Saved data entries:
* * * * * * *
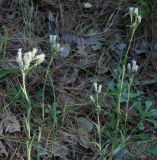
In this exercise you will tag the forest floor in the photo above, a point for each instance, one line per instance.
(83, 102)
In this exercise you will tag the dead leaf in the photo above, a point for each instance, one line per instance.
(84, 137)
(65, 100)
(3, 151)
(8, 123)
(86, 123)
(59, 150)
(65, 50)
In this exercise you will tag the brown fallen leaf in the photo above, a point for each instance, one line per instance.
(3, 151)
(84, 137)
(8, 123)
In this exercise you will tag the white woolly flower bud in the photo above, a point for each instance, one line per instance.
* * * * * * *
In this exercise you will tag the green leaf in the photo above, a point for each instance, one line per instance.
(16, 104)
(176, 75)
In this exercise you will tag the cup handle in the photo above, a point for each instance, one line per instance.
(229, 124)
* * * * * * *
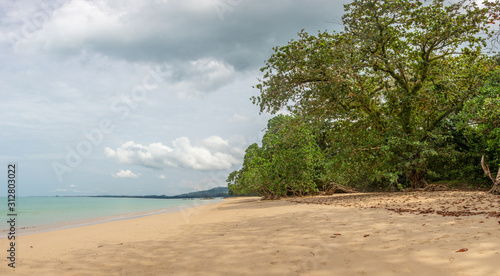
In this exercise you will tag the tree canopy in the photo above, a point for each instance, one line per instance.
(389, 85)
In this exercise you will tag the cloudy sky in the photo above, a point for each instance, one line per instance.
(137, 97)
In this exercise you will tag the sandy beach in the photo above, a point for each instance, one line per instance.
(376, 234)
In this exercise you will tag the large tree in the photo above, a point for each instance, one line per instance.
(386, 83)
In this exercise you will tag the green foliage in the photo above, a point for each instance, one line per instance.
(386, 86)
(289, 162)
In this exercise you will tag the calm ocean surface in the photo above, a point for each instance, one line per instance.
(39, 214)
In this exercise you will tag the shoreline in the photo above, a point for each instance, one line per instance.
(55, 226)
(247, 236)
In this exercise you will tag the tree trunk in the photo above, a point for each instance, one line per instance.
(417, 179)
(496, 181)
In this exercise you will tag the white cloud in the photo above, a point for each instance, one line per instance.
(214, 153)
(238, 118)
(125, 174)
* * * * * * *
### Exercise prompt
Among the records above, only the lines between the line holding "In this exercise you will tag the forest" and the line holding "In this exercise you will tag the white woolly", inclusive, are to be output, exactly as written.

### Written answer
In this exercise you will tag the forest floor in the photo above, a point for each instance, one line per instance.
(83, 102)
In this exercise you will tag the dead leaf in the photo above, a point for each instance, one line per instance.
(84, 137)
(65, 100)
(3, 151)
(8, 123)
(86, 123)
(59, 150)
(65, 50)
In this exercise you will tag the brown fallen leaf in the photo above, a point for each instance, one line per instance.
(3, 151)
(84, 137)
(8, 123)
In this exercise you will tag the white woolly flower bud in the photo above, a point for each instance, one line per instance.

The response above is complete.